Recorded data
>>>

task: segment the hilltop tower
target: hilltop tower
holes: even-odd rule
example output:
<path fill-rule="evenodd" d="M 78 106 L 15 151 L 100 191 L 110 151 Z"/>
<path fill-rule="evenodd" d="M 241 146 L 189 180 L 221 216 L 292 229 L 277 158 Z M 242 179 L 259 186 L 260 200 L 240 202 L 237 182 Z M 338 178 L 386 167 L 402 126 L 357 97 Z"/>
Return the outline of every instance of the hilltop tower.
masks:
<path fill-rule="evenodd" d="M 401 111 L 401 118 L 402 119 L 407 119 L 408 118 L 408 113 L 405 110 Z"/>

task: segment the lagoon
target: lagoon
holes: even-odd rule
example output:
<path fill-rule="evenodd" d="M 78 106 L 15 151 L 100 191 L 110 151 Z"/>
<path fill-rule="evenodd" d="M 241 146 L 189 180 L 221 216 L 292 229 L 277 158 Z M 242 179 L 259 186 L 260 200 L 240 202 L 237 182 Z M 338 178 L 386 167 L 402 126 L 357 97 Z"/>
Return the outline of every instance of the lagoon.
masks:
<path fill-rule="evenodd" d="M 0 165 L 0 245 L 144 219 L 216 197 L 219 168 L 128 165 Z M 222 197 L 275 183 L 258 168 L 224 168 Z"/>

<<<

Assignment
Print exactly, and only, the lines from the line containing "task: segment the lagoon" through the final line of the records, both included.

Output below
task: segment the lagoon
target: lagoon
holes: even-odd rule
example output:
<path fill-rule="evenodd" d="M 78 106 L 15 151 L 100 191 L 110 151 Z"/>
<path fill-rule="evenodd" d="M 241 146 L 189 180 L 221 216 L 292 229 L 277 158 Z M 242 179 L 259 186 L 260 200 L 240 202 L 237 182 Z M 338 178 L 386 167 L 402 126 L 357 97 Z"/>
Return the outline of every instance of the lagoon.
masks:
<path fill-rule="evenodd" d="M 0 165 L 0 245 L 144 219 L 216 197 L 219 168 L 128 165 Z M 222 197 L 275 183 L 258 168 L 224 168 Z"/>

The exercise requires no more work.